• **DESCRIPTION OF THE TASK**:
Below are lines of data, and only some are wanted. Please repeat exactly those from the line that has "Target: bright sun" through the line that has "shown by (391,215).".

(Stored items)
Segment Open
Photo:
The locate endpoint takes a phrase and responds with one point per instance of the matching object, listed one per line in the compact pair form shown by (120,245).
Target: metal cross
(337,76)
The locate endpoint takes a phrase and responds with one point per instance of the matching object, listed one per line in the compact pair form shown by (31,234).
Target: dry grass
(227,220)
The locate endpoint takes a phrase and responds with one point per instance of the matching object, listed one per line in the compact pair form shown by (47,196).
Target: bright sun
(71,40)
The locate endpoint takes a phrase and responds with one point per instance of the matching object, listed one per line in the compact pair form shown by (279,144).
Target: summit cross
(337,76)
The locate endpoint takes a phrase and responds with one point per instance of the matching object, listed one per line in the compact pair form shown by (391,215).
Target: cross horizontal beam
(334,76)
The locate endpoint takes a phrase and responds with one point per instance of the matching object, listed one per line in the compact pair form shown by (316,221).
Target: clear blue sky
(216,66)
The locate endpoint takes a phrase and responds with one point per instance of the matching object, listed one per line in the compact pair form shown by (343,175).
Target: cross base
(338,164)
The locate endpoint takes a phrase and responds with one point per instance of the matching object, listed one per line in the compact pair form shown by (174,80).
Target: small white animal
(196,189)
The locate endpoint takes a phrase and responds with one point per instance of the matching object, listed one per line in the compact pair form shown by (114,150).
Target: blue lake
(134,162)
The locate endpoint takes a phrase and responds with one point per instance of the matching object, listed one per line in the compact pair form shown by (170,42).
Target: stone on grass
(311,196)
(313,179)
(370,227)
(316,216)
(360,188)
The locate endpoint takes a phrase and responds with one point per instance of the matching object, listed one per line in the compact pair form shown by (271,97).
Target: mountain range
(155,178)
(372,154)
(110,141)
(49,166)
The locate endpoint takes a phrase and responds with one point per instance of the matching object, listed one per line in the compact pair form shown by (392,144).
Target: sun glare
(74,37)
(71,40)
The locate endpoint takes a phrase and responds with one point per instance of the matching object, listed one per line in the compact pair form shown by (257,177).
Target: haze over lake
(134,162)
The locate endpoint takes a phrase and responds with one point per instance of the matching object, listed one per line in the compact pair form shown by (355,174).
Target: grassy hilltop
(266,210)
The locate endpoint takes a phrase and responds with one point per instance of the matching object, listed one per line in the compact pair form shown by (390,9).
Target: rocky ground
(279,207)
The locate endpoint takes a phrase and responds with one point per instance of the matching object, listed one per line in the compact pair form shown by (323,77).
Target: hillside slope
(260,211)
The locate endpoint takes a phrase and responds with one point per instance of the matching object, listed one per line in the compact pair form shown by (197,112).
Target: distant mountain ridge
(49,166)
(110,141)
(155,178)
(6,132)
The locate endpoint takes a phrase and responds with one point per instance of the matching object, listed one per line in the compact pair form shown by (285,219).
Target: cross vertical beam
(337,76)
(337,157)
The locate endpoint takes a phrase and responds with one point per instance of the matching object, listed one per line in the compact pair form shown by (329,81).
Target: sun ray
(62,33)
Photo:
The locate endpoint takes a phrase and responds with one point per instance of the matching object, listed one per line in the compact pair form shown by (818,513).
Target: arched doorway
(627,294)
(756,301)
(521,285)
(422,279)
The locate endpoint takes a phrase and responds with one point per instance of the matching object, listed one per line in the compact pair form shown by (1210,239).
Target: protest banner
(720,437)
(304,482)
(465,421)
Segment Closed
• **RESPONSE BELOW**:
Target: bright sun
(71,40)
The locate endpoint takes a phrase and responds with one point per instance of the matching object, listed one per line in the compact pair form shown by (279,144).
Target: summit cross
(337,76)
The locate endpoint takes a phrase and responds with one point per instance of the matching object, listed one per line in the compact pair form shown by (391,215).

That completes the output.